Tulis ulang semua baris data di bawah, dari baris yang memuat "the white umbrella" sampai baris terakhir data, termasuk kedua baris batas tersebut. Tambahkan 11 pada setiap angka koordinat dan biarkan bagian lain tetap sama.

* * *

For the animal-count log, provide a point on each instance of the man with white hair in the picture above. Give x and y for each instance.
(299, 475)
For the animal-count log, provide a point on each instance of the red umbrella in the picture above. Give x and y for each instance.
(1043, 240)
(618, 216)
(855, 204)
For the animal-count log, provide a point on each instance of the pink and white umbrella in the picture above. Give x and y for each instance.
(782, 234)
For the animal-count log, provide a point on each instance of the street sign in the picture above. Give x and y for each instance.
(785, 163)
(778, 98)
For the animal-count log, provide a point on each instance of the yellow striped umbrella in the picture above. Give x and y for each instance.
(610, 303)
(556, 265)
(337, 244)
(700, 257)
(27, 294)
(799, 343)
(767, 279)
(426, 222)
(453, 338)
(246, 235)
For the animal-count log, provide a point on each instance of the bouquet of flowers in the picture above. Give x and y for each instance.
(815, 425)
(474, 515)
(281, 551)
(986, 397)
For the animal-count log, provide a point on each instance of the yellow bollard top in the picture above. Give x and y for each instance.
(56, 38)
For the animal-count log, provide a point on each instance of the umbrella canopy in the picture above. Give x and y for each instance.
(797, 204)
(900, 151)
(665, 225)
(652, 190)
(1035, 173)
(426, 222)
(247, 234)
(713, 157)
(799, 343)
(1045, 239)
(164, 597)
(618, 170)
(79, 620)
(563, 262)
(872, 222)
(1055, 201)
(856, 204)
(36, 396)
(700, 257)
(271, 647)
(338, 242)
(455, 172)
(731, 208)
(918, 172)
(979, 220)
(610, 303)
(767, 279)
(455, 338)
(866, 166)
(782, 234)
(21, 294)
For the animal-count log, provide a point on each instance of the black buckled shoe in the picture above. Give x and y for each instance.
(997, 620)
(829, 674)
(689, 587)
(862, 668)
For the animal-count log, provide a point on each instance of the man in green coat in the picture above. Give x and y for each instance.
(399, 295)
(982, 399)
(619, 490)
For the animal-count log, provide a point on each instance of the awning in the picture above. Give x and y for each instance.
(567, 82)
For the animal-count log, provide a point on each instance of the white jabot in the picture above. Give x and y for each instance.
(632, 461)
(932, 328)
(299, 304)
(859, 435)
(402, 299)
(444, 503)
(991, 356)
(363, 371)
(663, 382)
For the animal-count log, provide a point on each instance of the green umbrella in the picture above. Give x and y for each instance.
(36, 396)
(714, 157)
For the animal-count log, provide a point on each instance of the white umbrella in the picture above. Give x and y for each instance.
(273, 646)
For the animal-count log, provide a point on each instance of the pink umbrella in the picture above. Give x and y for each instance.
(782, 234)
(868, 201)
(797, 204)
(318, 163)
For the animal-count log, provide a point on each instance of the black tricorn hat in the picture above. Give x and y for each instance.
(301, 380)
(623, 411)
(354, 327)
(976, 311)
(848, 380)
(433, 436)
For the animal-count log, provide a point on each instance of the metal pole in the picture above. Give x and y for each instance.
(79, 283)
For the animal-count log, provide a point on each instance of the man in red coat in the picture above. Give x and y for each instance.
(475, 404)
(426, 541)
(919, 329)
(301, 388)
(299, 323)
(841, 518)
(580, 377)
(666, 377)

* * *

[Jawaban Soal]
For the animal-count log, provide a point on each instance of the white umbrella in the picture above. Give x and y for each instance.
(284, 657)
For the animal-count log, provide a point on each instance of the pink umbrella in the picture above. Give x and y for each instance.
(793, 245)
(879, 212)
(808, 215)
(329, 174)
For the animal-count log, provide a point on each instance of the black tricorn hat in the picture above. Give x and y for each instance.
(312, 391)
(634, 422)
(365, 338)
(987, 322)
(859, 391)
(444, 447)
For the animal-count log, provide a point on each instance of the metal pole in the picture above. Give x and y for each instance.
(90, 294)
For the animal-count log, provide a point on each instance of the man in red coat in the picture above. Give x and y for each instance.
(486, 415)
(437, 552)
(930, 340)
(312, 399)
(310, 334)
(852, 529)
(591, 388)
(677, 388)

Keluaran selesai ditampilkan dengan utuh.